Prompt
Which lines in the entries below contain the word "soldiers"? Gather and copy every one of them.

╭─ Given information

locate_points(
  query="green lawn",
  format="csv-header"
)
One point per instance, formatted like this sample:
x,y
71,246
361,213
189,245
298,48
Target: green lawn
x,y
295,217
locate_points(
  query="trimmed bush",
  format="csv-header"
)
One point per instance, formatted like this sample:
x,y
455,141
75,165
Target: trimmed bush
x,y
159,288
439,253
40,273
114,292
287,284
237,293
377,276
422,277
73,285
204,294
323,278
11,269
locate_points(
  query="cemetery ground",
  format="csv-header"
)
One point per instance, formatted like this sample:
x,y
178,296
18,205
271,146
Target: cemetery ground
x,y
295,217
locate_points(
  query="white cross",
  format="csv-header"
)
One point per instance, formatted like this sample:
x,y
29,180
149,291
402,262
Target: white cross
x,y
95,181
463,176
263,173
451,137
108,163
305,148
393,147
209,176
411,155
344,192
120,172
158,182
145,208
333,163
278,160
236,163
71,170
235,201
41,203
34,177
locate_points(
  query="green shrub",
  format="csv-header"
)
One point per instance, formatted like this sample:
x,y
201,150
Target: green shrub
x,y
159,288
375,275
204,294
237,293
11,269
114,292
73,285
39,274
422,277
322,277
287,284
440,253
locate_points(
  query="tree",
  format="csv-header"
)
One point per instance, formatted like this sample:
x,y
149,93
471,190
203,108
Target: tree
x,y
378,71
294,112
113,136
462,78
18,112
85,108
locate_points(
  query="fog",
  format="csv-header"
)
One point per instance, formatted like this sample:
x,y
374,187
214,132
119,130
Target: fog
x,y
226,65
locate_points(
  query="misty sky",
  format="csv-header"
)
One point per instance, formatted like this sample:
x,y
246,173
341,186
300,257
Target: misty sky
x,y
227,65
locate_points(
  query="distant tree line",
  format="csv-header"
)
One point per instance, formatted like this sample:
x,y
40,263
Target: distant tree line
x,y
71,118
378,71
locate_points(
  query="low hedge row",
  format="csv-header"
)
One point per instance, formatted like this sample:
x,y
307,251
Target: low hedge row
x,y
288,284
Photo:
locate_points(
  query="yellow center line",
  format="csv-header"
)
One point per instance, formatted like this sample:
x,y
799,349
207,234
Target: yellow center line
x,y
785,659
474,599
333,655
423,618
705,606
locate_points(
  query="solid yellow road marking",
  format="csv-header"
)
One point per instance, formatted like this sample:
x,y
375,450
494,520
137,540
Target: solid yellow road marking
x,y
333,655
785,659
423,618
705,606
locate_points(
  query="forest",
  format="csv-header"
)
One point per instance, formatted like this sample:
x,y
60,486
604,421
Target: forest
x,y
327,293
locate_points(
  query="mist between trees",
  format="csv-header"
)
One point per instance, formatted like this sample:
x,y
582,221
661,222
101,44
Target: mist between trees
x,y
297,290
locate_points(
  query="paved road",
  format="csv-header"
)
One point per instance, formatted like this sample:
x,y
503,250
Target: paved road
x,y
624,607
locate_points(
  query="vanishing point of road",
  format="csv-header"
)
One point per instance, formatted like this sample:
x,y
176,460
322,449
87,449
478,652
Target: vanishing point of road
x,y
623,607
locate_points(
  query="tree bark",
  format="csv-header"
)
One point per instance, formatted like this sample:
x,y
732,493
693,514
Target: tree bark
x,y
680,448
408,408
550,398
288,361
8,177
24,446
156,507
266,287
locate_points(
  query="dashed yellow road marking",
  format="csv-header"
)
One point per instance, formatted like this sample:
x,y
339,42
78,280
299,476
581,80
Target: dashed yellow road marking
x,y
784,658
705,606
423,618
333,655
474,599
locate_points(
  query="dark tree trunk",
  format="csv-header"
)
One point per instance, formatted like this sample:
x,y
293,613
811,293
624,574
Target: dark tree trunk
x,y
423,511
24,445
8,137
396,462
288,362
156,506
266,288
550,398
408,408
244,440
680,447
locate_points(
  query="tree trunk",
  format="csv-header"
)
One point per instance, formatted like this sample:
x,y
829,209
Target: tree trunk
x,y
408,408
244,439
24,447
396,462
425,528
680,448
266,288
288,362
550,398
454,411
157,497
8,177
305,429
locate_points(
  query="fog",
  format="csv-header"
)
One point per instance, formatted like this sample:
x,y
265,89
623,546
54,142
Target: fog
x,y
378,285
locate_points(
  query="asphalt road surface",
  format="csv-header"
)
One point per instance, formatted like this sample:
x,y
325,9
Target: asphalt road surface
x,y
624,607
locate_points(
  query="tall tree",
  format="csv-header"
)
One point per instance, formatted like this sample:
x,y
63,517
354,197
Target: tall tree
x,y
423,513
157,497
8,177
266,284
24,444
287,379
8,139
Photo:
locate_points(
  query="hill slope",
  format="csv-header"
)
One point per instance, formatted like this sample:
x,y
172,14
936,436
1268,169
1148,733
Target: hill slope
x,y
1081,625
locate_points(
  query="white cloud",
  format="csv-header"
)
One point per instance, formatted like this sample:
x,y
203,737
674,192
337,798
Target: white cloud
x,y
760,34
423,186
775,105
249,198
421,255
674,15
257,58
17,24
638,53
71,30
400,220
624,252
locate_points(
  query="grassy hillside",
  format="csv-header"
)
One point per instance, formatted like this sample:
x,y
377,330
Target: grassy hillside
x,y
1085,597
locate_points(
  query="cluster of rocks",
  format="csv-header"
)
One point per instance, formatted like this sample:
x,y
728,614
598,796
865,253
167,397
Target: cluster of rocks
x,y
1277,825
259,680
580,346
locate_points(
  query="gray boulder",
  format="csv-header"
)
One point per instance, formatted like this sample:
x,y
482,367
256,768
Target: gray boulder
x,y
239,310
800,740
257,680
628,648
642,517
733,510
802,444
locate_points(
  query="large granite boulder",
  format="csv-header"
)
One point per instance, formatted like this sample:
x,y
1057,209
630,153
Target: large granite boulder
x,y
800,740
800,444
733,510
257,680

╰─
╭─ Given information

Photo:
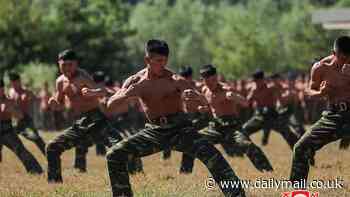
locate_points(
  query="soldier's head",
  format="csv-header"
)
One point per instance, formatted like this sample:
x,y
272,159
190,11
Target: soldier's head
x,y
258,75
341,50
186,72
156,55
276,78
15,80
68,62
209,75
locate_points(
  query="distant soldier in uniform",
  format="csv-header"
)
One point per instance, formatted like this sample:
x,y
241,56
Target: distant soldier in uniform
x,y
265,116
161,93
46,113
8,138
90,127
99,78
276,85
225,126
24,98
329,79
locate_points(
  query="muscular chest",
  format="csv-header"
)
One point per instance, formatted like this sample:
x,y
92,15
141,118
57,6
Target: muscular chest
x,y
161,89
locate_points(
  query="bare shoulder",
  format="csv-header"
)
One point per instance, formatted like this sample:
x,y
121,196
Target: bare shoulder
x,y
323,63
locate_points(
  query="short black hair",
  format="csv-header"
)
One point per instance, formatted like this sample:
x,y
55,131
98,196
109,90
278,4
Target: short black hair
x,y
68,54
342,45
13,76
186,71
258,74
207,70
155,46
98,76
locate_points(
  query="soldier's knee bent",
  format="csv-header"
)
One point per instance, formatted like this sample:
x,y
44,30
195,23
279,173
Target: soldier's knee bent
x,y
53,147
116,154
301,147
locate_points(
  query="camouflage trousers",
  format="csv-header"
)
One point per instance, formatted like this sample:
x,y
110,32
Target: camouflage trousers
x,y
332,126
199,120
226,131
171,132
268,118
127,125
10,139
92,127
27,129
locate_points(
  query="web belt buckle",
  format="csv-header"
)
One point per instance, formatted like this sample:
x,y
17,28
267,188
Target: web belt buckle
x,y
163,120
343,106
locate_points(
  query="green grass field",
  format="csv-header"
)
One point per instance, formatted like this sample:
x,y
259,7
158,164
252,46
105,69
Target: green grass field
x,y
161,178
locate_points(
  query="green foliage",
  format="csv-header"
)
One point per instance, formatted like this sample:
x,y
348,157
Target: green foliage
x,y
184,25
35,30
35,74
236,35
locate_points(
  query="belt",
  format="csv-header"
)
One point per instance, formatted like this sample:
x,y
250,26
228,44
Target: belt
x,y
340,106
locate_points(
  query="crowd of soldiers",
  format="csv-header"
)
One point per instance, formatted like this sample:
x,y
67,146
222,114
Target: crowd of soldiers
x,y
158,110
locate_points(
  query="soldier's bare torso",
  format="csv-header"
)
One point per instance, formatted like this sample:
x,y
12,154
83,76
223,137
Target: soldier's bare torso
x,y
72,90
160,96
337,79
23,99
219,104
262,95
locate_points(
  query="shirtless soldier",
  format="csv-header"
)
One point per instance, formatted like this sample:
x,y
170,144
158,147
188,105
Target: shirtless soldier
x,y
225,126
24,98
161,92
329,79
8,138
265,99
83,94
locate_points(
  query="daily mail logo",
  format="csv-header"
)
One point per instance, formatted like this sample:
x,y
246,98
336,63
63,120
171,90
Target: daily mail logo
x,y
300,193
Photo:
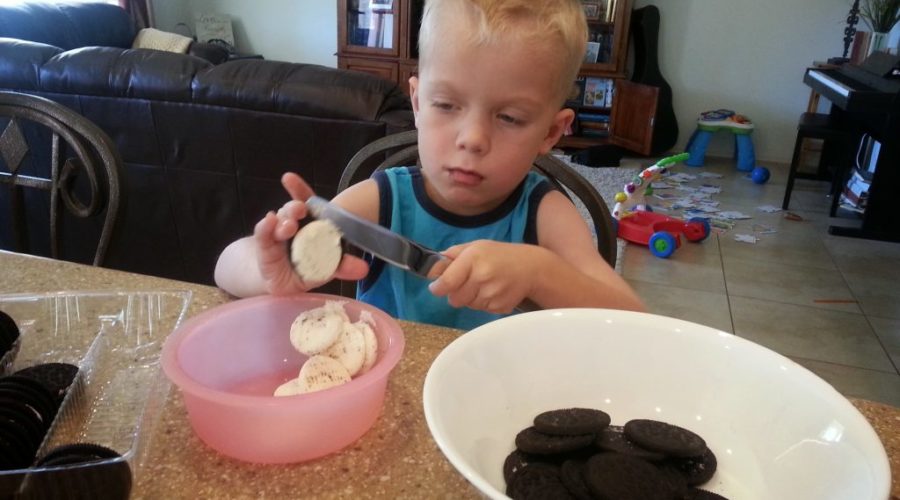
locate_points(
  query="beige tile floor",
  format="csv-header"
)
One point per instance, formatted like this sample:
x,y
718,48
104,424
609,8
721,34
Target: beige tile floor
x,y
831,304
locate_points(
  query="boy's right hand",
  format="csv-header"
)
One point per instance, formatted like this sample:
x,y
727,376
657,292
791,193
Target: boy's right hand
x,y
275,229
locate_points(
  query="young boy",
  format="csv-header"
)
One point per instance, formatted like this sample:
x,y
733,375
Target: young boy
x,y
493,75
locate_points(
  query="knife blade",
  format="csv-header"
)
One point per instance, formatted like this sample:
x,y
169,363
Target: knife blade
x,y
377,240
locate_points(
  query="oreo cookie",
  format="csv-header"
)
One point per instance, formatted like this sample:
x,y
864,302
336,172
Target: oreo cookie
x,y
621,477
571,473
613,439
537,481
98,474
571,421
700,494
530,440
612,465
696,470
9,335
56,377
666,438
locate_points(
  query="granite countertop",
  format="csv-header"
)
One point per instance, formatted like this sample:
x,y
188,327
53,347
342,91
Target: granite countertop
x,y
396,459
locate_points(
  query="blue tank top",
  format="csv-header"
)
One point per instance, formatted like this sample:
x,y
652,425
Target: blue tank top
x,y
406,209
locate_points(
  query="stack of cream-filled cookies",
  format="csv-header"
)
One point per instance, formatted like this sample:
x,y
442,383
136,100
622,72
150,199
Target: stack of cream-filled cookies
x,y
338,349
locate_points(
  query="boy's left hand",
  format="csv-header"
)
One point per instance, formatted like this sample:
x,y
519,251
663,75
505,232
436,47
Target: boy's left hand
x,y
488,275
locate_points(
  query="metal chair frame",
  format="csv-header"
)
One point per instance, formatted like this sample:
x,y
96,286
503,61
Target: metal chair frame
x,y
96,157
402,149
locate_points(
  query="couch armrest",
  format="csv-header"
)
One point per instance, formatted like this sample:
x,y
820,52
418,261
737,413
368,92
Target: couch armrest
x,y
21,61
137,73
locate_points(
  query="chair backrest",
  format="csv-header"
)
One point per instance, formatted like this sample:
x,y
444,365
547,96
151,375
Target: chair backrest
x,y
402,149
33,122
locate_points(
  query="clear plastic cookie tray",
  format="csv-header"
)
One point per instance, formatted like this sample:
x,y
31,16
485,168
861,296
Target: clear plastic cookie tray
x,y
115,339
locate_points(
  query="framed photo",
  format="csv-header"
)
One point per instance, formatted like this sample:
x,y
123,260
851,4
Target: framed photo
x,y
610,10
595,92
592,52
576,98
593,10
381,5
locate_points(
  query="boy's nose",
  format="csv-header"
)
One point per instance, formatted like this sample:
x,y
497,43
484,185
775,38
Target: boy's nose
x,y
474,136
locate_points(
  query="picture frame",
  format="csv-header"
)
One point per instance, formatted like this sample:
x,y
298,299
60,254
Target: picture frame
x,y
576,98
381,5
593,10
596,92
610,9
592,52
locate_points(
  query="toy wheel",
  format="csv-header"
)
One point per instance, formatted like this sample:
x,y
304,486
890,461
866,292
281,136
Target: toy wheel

╰─

Correct result
  query="crowd of soldiers",
Target: crowd of soldiers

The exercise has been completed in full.